PARTS OF THE EXERCISE
1 – From the SAP CO-PA article, copy the passage starting at "Traditional online transaction" and ending at "core at a time.", word for word.
2 – Based on the SAP CO-PA article, decide whether each statement is true, answering yes or no and quoting the deciding words: (a) OLTP workloads are characterized by small numbers of parallel queries; (b) CO-PA report results are traditionally calculated in advance and stored on the SAP application server; (c) the database partitioning feature is named the best choice for parallel query processing with DB2.

PAGE
────────

Contents


Accelerating SAP CO-PA with DB2 for Linux, UNIX, and Windows

Use DB2 intrapartition parallelism for reporting queries

Comments

Traditional online transaction processing (OLTP) workloads are characterized by large numbers of parallel queries. Queries that are executed independently from one other can be evaluated in parallel by the database server. As a result, large, multicore systems are used to their capacity by processing each query by a single core at a time.

Online analytical processing (OLAP) workloads, on the other hand, are typically characterized by small numbers of parallel-running queries. They read and aggregate a large amount of data and model parts of the application logic. As a result, OLAP queries are more complex and take a long time to run. The processing capabilities of a single CPU core are limited. So, to speed up OLAP queries, you need to process them in parallel to use all the cores of a large, multicore system. This parallel processing is either data-oriented, by using the database partitioning feature (DPF), or query-oriented, by using intrapartition parallelism. Because it's straightforward and easy to maintain, intrapartition parallelism is the best choice for enabling parallel query processing with IBM® DB2®.

SAP® Profitability Analysis (CO-PA) reports, which are primarily used for drill-down analysis, fetch a significant number of records and aggregate them to a small result set. Traditionally, those results are calculated in advance and stored on the SAP application server to give users acceptable response times. Using intrapartition parallelism can possibly speed up the query processing significantly. This speed enables the application to skip the pre-calculation step and to read data for each navigation step directly from the database. This eliminates the functional restrictions that are typically in place because of resource limitations on the application server and reduces the number of required summarization levels. Based on an example report, an increased speed of eight times or more could be reached.

────────

DATA SECTION

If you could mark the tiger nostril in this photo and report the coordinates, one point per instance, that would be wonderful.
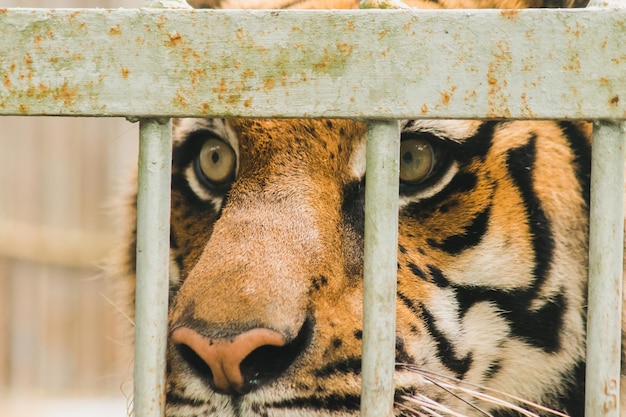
(241, 363)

────────

PER-TASK ANSWERS
1 –
Traditional online transaction processing (OLTP) workloads are characterized by large numbers of parallel queries. Queries that are executed independently from one other can be evaluated in parallel by the database server. As a result, large, multicore systems are used to their capacity by processing each query by a single core at a time.

2 –
(a) No: "Traditional online transaction processing (OLTP) workloads are characterized by large numbers of parallel queries."
(b) Yes: "Traditionally, those results are calculated in advance and stored on the SAP application server"
(c) No: "intrapartition parallelism is the best choice for enabling parallel query processing with IBM® DB2®."